■ WHAT THE TASK ASKS ■
Give the entries again exactly; drop the pictures.

== Segment start ==

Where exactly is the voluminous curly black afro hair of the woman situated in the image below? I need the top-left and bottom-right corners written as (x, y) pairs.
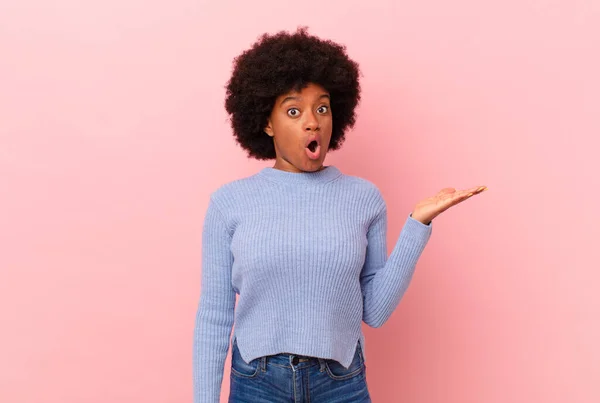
top-left (225, 27), bottom-right (360, 160)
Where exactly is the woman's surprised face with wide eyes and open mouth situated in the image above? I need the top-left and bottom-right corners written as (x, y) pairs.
top-left (265, 83), bottom-right (332, 172)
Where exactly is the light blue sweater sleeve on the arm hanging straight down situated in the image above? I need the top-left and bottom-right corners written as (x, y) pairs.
top-left (193, 198), bottom-right (235, 403)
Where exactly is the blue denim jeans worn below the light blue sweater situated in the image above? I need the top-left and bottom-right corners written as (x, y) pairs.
top-left (229, 339), bottom-right (371, 403)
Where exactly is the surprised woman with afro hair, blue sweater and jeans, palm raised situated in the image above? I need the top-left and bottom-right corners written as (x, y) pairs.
top-left (194, 28), bottom-right (485, 403)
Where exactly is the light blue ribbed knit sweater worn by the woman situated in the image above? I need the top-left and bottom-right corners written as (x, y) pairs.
top-left (193, 165), bottom-right (432, 403)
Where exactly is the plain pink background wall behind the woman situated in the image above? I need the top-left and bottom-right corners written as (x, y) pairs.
top-left (0, 0), bottom-right (600, 403)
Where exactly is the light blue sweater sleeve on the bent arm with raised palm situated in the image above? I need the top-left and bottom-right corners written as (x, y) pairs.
top-left (360, 196), bottom-right (432, 327)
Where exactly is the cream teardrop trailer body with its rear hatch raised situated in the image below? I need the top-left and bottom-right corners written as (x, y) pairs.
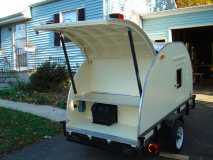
top-left (35, 20), bottom-right (193, 146)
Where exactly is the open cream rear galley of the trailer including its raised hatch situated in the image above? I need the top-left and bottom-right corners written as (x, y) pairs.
top-left (35, 20), bottom-right (155, 145)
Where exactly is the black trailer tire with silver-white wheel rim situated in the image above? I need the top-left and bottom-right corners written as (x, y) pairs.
top-left (168, 120), bottom-right (184, 153)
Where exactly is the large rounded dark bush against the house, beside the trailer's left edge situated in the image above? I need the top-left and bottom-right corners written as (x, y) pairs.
top-left (30, 62), bottom-right (69, 92)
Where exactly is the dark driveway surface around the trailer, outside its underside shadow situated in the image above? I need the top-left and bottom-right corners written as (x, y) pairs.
top-left (3, 103), bottom-right (213, 160)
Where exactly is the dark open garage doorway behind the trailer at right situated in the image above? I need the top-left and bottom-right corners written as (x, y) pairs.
top-left (172, 26), bottom-right (213, 85)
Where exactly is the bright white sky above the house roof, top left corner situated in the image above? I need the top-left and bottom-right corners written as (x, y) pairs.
top-left (0, 0), bottom-right (42, 17)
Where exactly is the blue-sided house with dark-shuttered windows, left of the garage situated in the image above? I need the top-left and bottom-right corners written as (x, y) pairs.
top-left (0, 0), bottom-right (145, 71)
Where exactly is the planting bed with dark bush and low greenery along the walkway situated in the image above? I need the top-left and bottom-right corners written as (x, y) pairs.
top-left (0, 65), bottom-right (69, 108)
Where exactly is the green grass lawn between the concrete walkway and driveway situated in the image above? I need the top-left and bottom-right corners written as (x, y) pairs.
top-left (0, 108), bottom-right (62, 154)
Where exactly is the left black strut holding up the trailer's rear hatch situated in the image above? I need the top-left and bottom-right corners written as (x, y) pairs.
top-left (59, 33), bottom-right (77, 94)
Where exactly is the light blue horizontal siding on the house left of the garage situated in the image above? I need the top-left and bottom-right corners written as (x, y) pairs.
top-left (0, 0), bottom-right (103, 70)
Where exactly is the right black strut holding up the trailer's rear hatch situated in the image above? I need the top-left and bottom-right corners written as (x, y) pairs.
top-left (128, 28), bottom-right (142, 97)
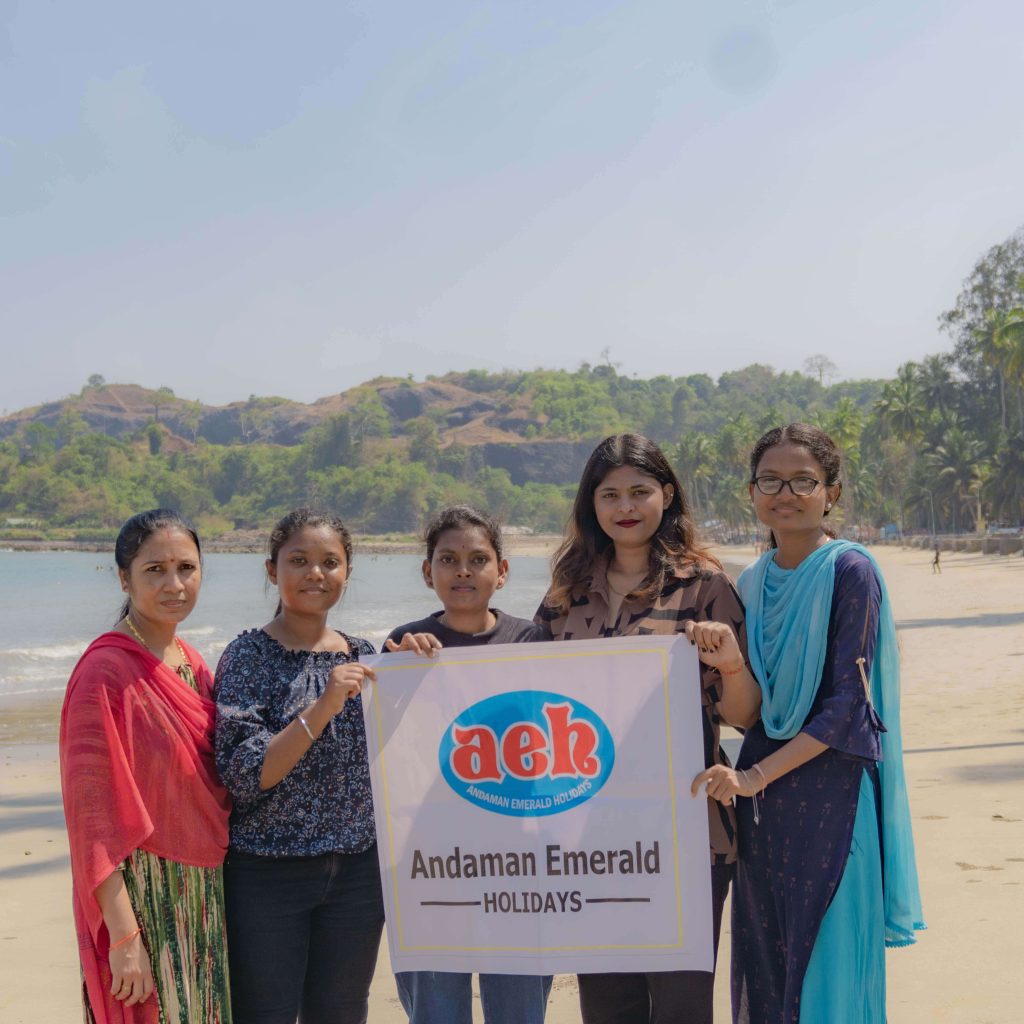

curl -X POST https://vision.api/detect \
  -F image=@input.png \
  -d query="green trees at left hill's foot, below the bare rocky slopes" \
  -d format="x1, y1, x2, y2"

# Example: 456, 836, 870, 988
0, 414, 569, 534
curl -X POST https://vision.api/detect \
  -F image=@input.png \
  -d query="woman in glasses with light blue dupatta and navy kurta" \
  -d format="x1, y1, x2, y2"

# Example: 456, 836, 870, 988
695, 423, 925, 1024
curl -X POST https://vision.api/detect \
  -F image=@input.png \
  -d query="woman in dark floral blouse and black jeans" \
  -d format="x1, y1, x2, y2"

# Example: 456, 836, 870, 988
216, 508, 425, 1024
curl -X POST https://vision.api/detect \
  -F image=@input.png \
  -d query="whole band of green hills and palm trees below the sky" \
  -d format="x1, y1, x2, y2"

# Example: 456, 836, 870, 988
0, 229, 1024, 536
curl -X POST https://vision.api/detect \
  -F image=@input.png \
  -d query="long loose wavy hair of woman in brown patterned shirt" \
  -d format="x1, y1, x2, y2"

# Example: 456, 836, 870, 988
547, 434, 722, 610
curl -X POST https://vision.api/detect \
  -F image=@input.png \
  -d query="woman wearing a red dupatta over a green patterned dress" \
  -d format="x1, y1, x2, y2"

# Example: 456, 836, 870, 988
58, 509, 231, 1024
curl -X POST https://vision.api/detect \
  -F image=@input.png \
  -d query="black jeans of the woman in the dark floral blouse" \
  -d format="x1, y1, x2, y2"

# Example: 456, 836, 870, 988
224, 847, 384, 1024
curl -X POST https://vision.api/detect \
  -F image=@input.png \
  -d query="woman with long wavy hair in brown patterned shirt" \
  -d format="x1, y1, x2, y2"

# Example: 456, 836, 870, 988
536, 434, 761, 1024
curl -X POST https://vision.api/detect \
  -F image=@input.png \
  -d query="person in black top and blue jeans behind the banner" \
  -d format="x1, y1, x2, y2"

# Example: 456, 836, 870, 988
385, 505, 552, 1024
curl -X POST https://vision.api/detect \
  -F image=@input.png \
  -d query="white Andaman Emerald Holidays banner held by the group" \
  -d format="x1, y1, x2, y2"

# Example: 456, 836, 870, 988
362, 636, 712, 974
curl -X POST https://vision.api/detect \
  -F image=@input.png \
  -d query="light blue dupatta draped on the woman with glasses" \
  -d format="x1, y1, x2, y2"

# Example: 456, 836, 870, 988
738, 541, 926, 946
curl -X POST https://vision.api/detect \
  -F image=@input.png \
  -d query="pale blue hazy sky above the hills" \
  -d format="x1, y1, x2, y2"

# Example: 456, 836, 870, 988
0, 0, 1024, 411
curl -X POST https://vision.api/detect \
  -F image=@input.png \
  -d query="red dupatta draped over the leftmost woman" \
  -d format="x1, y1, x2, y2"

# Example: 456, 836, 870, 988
59, 633, 230, 1024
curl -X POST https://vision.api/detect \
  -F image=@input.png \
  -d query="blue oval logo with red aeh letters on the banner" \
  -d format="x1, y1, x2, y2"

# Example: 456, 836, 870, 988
437, 690, 615, 817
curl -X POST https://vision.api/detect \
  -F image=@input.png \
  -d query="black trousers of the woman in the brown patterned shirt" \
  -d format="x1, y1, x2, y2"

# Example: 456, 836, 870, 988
579, 864, 736, 1024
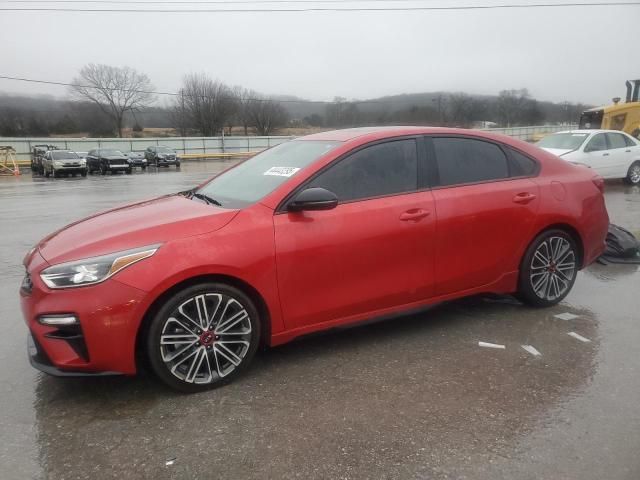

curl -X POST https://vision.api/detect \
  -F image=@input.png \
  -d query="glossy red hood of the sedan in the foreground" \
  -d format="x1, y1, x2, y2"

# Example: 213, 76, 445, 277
38, 195, 238, 264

== Segment end ==

■ YOUR RESPONSE ■
Where exactly is the voluminous curly black afro hair of the woman situated in the image below? I need the top-left and bottom-right corners written as (x, y) pairs.
top-left (225, 27), bottom-right (360, 160)
Where exactly is the woman's surprised face with wide eyes and open mouth situated in the image above? I need the top-left and bottom-right corners written as (x, y) pairs.
top-left (265, 83), bottom-right (332, 172)
Where exactly is the light blue sweater sleeve on the arm hanging straight down situated in the image above? I need the top-left and bottom-right corners written as (x, y) pairs.
top-left (193, 198), bottom-right (235, 403)
Where exactly is the blue denim jeans worn below the light blue sweater situated in the image above? I need the top-left and bottom-right corners written as (x, y) pairs.
top-left (229, 339), bottom-right (371, 403)
Where exactly is the surprised woman with afro hair, blue sweater and jeans, palm raised situated in the image above? I need the top-left and bottom-right corners written as (x, y) pairs.
top-left (194, 28), bottom-right (485, 403)
Where exactly is the light blue ribbed knit sweater worn by the woman situated in the image above? I need the top-left and bottom-right corners written as (x, y) pairs.
top-left (193, 165), bottom-right (432, 403)
Where exactly is the plain pink background wall behind the woman situated in the image above? I need the top-left and bottom-right corners written as (x, y) pairs.
top-left (0, 0), bottom-right (600, 403)
Where exactly is the light blue sweater sleeve on the bent arm with raised palm situated in the image above? I need the top-left and bottom-right corners written as (x, y) pairs.
top-left (360, 196), bottom-right (432, 327)
Where exactly is the cream teardrop trailer body with its rear hatch raised situated in the image below? I need the top-left and bottom-right corners written as (x, y) pairs.
top-left (35, 20), bottom-right (193, 146)
Where exactly is the open cream rear galley of the trailer including its raised hatch situated in the image above? I need the top-left and bottom-right corners written as (x, y) pairs.
top-left (35, 20), bottom-right (155, 145)
Where exactly is the black trailer tire with silver-white wheel rim situated in the image above? I need the top-left and bottom-right corners written as (x, y) pairs.
top-left (168, 120), bottom-right (184, 153)
Where exactly is the large rounded dark bush against the house, beside the trailer's left edge situated in the image above? I need the top-left and bottom-right corners written as (x, y) pairs.
top-left (30, 62), bottom-right (69, 92)
Where exactly is the dark driveway surface around the trailer, outside its underside shadow situated in the image above? I need the top-left and bottom-right corners written as (x, y) pairs.
top-left (3, 103), bottom-right (213, 160)
Where exactly is the dark open garage doorway behind the trailer at right situated in the image above? I need the top-left and bottom-right corners written as (x, y) pairs.
top-left (172, 26), bottom-right (213, 85)
Where exactly is the bright white sky above the house roof, top left corner situated in the image above? I need the top-left and bottom-right corners written as (x, y) pairs.
top-left (0, 0), bottom-right (42, 17)
Where exactly is the blue-sided house with dark-shuttered windows, left of the garage situated in the image above? I need the top-left and bottom-right corners written as (x, y) pairs.
top-left (0, 0), bottom-right (145, 71)
Where exactly is the planting bed with dark bush and low greenery along the walkway situated in the image above? I need the top-left and bottom-right corners written as (x, y) pairs.
top-left (0, 65), bottom-right (69, 108)
Where exactly is the green grass lawn between the concrete walkway and driveway situated in the image above? I need the top-left and bottom-right corners written as (x, y) pairs.
top-left (0, 108), bottom-right (62, 154)
Where exactly is the left black strut holding up the trailer's rear hatch situated in the image above? I need the top-left and bottom-right corners written as (x, y) pairs.
top-left (59, 33), bottom-right (77, 94)
Where exactly is the light blue horizontal siding on the house left of the garage situated in the image above? I need the top-left and bottom-right corners written as (x, y) pairs.
top-left (0, 0), bottom-right (103, 70)
Where exactly is the right black strut holding up the trailer's rear hatch situated in the image above? I need the top-left and bottom-right corners written as (x, y) pairs.
top-left (128, 28), bottom-right (142, 97)

curl -X POST https://vision.api/detect \
  -F image=@input.png \
  -d query="green trees at left hill's foot, below the bare rocky slopes" \
  -d format="x1, y1, x2, y2"

# Example: 456, 836, 870, 988
0, 414, 569, 534
curl -X POST https://vision.api/detect \
  -F image=@input.png \
  -d query="woman in glasses with light blue dupatta and navy kurta" \
  -d format="x1, y1, x2, y2"

# Example: 456, 836, 870, 988
695, 423, 925, 1024
curl -X POST https://vision.api/detect \
  -F image=@input.png \
  -d query="woman in dark floral blouse and black jeans" \
  -d format="x1, y1, x2, y2"

# Example: 456, 836, 870, 988
216, 508, 425, 1024
curl -X POST https://vision.api/detect \
  -F image=@input.png \
  -d query="whole band of green hills and palm trees below the sky" \
  -d format="x1, y1, x2, y2"

# Example: 456, 836, 870, 988
0, 229, 1024, 536
curl -X POST https://vision.api/detect \
  -F image=@input.png \
  -d query="long loose wavy hair of woman in brown patterned shirt" \
  -d format="x1, y1, x2, y2"

# Example: 456, 836, 870, 988
547, 434, 722, 610
curl -X POST https://vision.api/detect \
  -F image=@input.png \
  -d query="woman wearing a red dupatta over a green patterned dress" \
  -d format="x1, y1, x2, y2"

# Example: 456, 836, 870, 988
58, 509, 231, 1024
curl -X POST https://vision.api/detect \
  -F image=@input.png \
  -d query="black jeans of the woman in the dark floral blouse" \
  -d format="x1, y1, x2, y2"

# Example: 456, 836, 870, 988
224, 847, 384, 1024
curl -X POST https://vision.api/detect \
  -F image=@input.png \
  -d query="woman with long wavy hair in brown patterned shirt" \
  -d format="x1, y1, x2, y2"

# Example: 456, 836, 870, 988
536, 434, 761, 1024
curl -X POST https://vision.api/detect \
  -F image=@input.png \
  -d query="person in black top and blue jeans behind the banner" \
  -d format="x1, y1, x2, y2"

# Example: 456, 836, 870, 988
385, 505, 552, 1024
curl -X POST https://vision.api/detect \
  -F image=@input.png \
  -d query="white Andaman Emerald Holidays banner held by the group" \
  -d format="x1, y1, x2, y2"

# Example: 456, 836, 870, 988
362, 636, 712, 974
curl -X POST https://vision.api/detect \
  -F image=@input.png \
  -d query="light blue dupatta draped on the woman with glasses" \
  -d format="x1, y1, x2, y2"

# Example: 456, 836, 870, 988
738, 541, 926, 946
curl -X POST https://vision.api/detect \
  -F image=@input.png \
  -d query="pale blue hazy sky above the hills" \
  -d format="x1, y1, x2, y2"

# Example: 456, 836, 870, 988
0, 0, 1024, 411
curl -X POST https://vision.api/detect \
  -F image=@input.png \
  -d query="red dupatta draped over the leftmost woman" \
  -d format="x1, y1, x2, y2"

# Example: 456, 836, 870, 988
59, 633, 230, 1024
curl -X POST https://vision.api/detect \
  -F image=@input.png \
  -d query="blue oval logo with red aeh letters on the banner" \
  -d format="x1, y1, x2, y2"

# Example: 456, 836, 870, 988
437, 690, 615, 817
curl -X POST https://vision.api/detect \
  -F image=@input.png \
  -d query="black trousers of the woman in the brown patterned shirt" \
  -d format="x1, y1, x2, y2"

# Example: 456, 836, 870, 988
579, 864, 736, 1024

curl -X POST https://vision.api/detect \
  -F image=@input.png \
  -d query="glossy red hood of the sedan in the foreground" \
  -d format="x1, y1, x2, y2"

# Example: 213, 76, 445, 277
38, 195, 238, 264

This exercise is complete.